Among the entries, find each line that includes the string "below" and list it.

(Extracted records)
BEGIN
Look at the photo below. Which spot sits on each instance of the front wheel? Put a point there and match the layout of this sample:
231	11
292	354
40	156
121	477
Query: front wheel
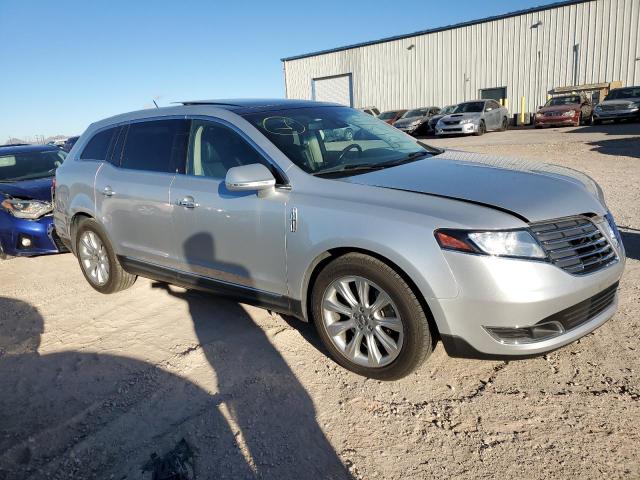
98	260
369	319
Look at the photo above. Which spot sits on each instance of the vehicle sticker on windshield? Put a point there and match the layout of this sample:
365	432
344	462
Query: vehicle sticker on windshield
283	126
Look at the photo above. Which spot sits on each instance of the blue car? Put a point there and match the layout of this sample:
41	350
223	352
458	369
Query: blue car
26	220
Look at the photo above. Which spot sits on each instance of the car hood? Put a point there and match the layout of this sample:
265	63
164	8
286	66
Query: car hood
623	102
408	120
560	108
462	116
38	189
532	191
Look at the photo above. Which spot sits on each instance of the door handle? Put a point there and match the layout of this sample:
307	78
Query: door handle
188	202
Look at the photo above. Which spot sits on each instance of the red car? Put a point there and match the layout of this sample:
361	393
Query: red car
390	116
573	110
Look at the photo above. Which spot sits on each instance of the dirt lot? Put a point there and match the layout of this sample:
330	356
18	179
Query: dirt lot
92	385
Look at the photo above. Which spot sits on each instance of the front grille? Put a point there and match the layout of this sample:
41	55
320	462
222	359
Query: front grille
611	108
584	311
575	244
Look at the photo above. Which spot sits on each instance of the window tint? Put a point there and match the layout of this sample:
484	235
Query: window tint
156	146
214	149
98	146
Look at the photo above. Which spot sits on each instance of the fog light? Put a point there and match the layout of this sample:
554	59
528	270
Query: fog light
520	335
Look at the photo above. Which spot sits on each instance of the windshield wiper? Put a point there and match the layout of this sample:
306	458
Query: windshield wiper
369	167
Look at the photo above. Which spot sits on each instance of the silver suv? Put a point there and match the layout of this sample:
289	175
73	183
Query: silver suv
384	243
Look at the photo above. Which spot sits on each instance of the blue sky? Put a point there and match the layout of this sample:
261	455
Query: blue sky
66	64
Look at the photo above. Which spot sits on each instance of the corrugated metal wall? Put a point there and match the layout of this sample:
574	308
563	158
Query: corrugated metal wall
453	65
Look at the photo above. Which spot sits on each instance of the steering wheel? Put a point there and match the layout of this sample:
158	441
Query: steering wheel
346	149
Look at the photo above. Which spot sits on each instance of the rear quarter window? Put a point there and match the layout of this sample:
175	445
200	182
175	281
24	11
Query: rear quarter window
98	146
156	146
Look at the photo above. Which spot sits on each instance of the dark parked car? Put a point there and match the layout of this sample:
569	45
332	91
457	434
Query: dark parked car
390	116
430	127
414	121
621	103
26	220
373	111
69	143
573	110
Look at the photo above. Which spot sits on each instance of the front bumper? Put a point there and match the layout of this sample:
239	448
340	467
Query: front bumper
616	114
509	293
40	234
559	120
460	129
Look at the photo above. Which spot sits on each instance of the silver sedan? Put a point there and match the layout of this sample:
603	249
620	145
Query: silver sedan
382	242
475	117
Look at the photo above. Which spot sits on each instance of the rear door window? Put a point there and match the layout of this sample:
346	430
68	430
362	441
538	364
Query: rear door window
98	146
156	146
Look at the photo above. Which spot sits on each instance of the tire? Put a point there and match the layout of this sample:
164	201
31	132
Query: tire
4	256
408	328
116	278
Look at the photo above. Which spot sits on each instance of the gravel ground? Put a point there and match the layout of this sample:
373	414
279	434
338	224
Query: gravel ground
91	386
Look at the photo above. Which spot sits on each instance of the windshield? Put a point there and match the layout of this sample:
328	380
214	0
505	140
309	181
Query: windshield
469	107
563	101
418	112
447	110
632	92
30	165
388	115
323	139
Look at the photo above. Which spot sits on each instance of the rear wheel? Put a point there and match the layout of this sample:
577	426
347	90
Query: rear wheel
3	255
98	260
369	319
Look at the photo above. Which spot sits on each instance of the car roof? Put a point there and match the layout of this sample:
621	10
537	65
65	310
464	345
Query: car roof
237	106
10	149
246	105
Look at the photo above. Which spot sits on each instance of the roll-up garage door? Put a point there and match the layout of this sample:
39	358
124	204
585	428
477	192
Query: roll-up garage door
333	89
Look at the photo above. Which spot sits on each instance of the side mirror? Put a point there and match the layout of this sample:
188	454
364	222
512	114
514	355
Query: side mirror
254	177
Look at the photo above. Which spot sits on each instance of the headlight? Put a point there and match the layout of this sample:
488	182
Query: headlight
511	243
30	209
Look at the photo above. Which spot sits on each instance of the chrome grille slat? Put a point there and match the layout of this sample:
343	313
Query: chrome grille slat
583	245
575	244
606	248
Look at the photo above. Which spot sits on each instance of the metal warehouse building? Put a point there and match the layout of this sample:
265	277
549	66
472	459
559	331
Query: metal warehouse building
521	54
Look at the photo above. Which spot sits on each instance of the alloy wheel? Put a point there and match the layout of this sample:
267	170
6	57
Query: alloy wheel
362	321
94	258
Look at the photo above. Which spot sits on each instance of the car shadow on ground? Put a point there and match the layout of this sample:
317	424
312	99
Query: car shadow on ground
628	146
631	241
77	415
274	416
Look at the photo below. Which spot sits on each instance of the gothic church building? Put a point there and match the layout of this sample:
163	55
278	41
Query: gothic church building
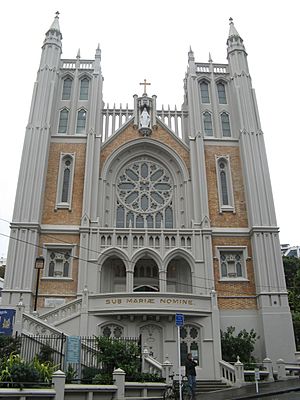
141	213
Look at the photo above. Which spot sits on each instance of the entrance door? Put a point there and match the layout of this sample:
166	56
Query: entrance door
152	340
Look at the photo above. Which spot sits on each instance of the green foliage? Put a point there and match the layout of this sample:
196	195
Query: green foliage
71	374
88	374
291	267
46	353
8	345
115	353
15	370
241	345
103	378
144	377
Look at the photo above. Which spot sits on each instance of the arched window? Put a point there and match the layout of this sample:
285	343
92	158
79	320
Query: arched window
145	191
225	185
204	92
225	124
58	262
190	341
84	89
112	331
65	181
63	121
67	86
221	93
81	121
207	122
67	166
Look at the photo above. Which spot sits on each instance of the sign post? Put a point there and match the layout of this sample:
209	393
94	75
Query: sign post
257	378
7	316
179	321
73	351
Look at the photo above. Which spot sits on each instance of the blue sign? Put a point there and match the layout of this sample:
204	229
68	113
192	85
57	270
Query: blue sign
7	321
73	349
179	319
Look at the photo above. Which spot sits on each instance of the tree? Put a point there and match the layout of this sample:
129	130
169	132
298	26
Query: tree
241	345
115	353
291	267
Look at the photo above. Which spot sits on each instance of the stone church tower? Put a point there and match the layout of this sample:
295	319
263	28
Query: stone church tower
141	213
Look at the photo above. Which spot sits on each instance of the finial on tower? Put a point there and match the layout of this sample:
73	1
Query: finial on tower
191	54
55	23
232	30
98	51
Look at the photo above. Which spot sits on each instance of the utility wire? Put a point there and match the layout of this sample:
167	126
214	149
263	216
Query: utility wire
165	280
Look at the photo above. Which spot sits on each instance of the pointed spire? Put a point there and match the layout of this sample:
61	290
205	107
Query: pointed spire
191	54
234	41
98	52
232	29
55	23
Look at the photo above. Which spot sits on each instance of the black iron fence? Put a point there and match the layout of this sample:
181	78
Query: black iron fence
54	349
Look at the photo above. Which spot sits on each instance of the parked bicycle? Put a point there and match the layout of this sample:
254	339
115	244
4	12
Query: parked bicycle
172	390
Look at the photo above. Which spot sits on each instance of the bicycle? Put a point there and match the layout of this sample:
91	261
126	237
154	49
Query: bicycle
172	390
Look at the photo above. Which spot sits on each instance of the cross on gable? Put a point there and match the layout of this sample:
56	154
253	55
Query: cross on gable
145	83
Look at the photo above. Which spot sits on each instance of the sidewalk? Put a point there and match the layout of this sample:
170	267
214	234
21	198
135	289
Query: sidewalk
249	391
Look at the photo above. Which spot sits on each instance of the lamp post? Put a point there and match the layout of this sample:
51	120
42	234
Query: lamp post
39	264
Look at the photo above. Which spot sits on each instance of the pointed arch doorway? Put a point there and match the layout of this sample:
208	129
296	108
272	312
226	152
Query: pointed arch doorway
152	339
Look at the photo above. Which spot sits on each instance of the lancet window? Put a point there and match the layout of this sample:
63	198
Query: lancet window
63	121
67	86
225	124
81	121
204	90
84	89
221	93
207	122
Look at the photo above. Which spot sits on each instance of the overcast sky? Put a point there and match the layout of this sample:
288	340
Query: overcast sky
150	40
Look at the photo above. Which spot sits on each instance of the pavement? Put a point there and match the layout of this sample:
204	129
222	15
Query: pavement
265	390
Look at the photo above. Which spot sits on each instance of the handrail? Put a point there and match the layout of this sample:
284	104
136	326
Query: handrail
227	372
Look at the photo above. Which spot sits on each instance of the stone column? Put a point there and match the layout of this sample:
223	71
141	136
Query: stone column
119	380
267	363
59	380
239	373
281	371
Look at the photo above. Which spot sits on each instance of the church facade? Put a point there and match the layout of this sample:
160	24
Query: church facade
141	213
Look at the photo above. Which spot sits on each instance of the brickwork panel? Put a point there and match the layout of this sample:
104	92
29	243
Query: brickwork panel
64	216
60	286
226	218
159	134
230	291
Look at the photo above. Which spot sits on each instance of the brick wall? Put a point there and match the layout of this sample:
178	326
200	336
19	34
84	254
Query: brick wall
226	218
64	216
235	294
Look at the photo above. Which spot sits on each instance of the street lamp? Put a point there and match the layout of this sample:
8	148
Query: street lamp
39	264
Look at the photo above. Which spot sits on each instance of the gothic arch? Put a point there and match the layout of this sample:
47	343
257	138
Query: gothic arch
146	253
111	252
148	147
178	252
153	152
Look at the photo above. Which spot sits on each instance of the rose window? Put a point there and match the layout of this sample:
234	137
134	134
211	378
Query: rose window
144	191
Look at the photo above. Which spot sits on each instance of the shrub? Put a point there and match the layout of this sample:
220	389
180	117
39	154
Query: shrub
115	353
103	378
241	345
144	377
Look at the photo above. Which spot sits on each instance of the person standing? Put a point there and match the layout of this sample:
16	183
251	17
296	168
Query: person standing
190	371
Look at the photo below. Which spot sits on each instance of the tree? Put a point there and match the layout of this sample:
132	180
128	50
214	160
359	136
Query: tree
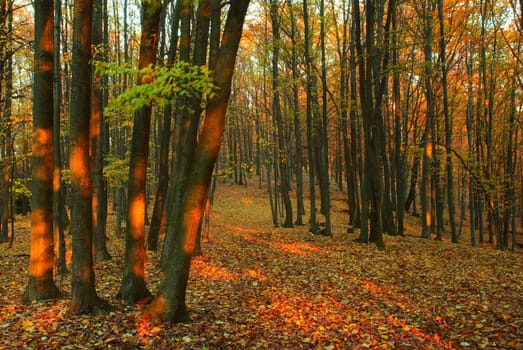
END
== Exercise output ==
Look at the photo below. Which spot sits on each instance of the front wheel? Put a point there and match the layout of this sample:
Look at the photo below. Which spot sits on each instance of the gothic church building? Put a point there and match the layout of this sample:
Look at the photo below. Which spot sits on each instance of the tree? Put a point there and match the layout of this sample:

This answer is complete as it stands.